● **Text provided**
The same argument also holds for the 1.5 \( \,\mu \)m device where the agreement is still reasonable. Hot carrier degradation is slightly underestimated over the whole stress time range due to the mismatch of the interface state profiles visible in Figure 7.7. For the shortest device the DD-based model completely fails to properly reproduce the data evaluated with the full model. This already becomes evident in Figures 7.1, 7.6, and 7.7 where one can see that the DD-based model is not capable of reasonable mimicking the ViennaSHE results, respectively the big discrepancies between the shape of the interface state profiles.

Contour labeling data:
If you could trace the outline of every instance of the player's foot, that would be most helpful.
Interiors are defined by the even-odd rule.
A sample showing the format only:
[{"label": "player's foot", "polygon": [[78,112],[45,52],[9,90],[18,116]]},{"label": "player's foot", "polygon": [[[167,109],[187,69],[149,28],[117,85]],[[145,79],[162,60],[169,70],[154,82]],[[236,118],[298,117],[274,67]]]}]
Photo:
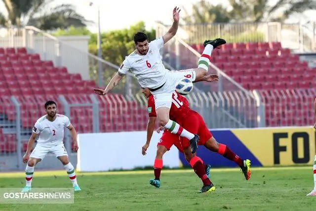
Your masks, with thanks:
[{"label": "player's foot", "polygon": [[160,187],[160,181],[157,179],[151,179],[149,180],[149,184],[158,188]]},{"label": "player's foot", "polygon": [[312,192],[306,195],[306,196],[316,196],[316,190],[313,190]]},{"label": "player's foot", "polygon": [[248,180],[250,178],[250,175],[251,175],[250,163],[251,161],[250,160],[244,160],[243,161],[243,166],[241,167],[242,173],[243,173],[243,175],[245,176],[246,180]]},{"label": "player's foot", "polygon": [[21,191],[21,192],[22,192],[22,193],[30,192],[31,191],[31,189],[32,189],[32,188],[31,187],[31,186],[25,186],[22,189],[22,190]]},{"label": "player's foot", "polygon": [[74,186],[74,190],[75,190],[75,191],[79,191],[81,190],[81,189],[78,185],[76,185]]},{"label": "player's foot", "polygon": [[191,145],[191,152],[194,154],[198,150],[198,142],[199,137],[198,135],[194,135],[194,137],[190,140],[190,144]]},{"label": "player's foot", "polygon": [[226,41],[225,41],[225,40],[221,38],[217,38],[215,40],[205,41],[204,42],[204,43],[203,43],[203,45],[205,47],[207,44],[210,44],[212,45],[213,45],[213,47],[214,48],[219,48],[217,47],[226,43]]},{"label": "player's foot", "polygon": [[209,178],[211,178],[211,165],[209,164],[206,164],[205,166],[205,172],[206,172],[206,175],[207,175],[207,177]]},{"label": "player's foot", "polygon": [[203,185],[202,189],[198,192],[199,193],[208,193],[215,191],[215,186],[213,183],[209,185]]}]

● **To be done**
A. Answer these about the hot carrier degradation text:
(i) How is hot carrier degradation estimated for the 1.5 μm device, and over what range?
(ii) What mismatch causes that result, and in which figure is it visible?
(iii) Which figures already show the DD-based model failing for the shortest device?
B. Please continue the hot carrier degradation text from its last sentence.

● **The answers**
A.
(i) It is slightly underestimated over the whole stress time range.
(ii) The mismatch of the interface state profiles, visible in Figure 7.7.
(iii) Figures 7.1, 7.6, and 7.7.

B.
To conclude, the drift-diffusion based hot-carrier degradation model, created for high voltage LDMOS devices, is found to work reasonably well for MOSFETs with channels longer than \( 1.5\mu \)m. In such devices, the model was able to represent the carrier distribution functions, bond breakage rates, interface state density profiles, and changes of device characteristics such as the saturation and drain currents. However, the model does not work very well for smaller nodes. The reason is that the DD-based model is not able to capture more complicated DF shapes visible in shorter devices. This is especially pronounced at high energies because the DFs simulated with ViennaSHE and by the DD-based HCD model have different curvatures. In the case of the \( 2\mu \)m device the curvature change occurs only when the DF values have dropped by several orders of magnitude, and therefore this discrepancy does not translate into mismatches between bond breakage rates, \( N_{\mathrm {it}}(x) \) profiles and \( \Delta I_{\mathrm {d,lin}}(t) \), \( \Delta I_{\mathrm {d,sat}}(t) \) degradation traces.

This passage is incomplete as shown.